Listed records:
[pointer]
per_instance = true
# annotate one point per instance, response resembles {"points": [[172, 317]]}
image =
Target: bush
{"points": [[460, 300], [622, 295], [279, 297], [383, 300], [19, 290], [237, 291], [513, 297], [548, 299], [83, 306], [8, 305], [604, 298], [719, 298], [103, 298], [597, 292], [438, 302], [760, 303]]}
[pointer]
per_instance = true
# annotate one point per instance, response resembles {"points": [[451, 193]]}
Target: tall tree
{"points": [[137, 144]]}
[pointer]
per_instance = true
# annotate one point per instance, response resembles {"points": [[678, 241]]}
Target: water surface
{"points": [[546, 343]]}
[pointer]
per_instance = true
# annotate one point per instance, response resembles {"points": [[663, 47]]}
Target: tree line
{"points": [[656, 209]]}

--

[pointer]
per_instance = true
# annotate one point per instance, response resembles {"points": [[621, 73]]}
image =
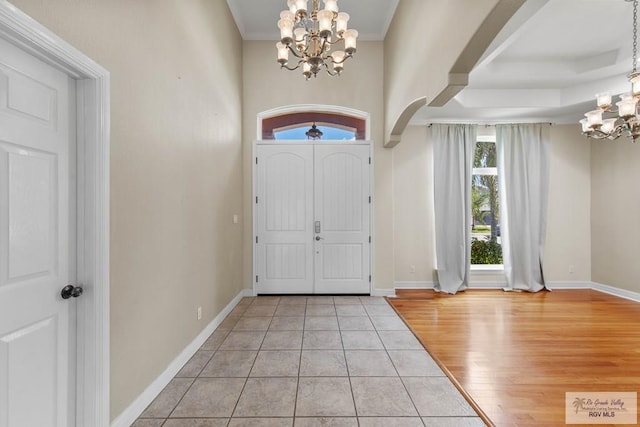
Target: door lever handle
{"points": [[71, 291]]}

--

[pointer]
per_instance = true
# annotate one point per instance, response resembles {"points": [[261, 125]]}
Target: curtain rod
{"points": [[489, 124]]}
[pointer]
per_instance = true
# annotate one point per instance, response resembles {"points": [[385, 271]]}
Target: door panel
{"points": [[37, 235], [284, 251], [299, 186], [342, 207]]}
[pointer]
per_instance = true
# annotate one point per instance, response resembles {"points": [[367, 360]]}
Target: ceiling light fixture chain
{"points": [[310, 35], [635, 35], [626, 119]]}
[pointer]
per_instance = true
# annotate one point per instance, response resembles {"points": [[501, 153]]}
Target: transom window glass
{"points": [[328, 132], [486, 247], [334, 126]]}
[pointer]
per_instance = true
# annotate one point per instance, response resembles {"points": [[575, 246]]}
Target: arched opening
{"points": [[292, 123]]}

Written exercise:
Pick out each line above that contains the word "door", and copy every one of those lines in full.

Finished answer:
Target: door lever handle
Target: door panel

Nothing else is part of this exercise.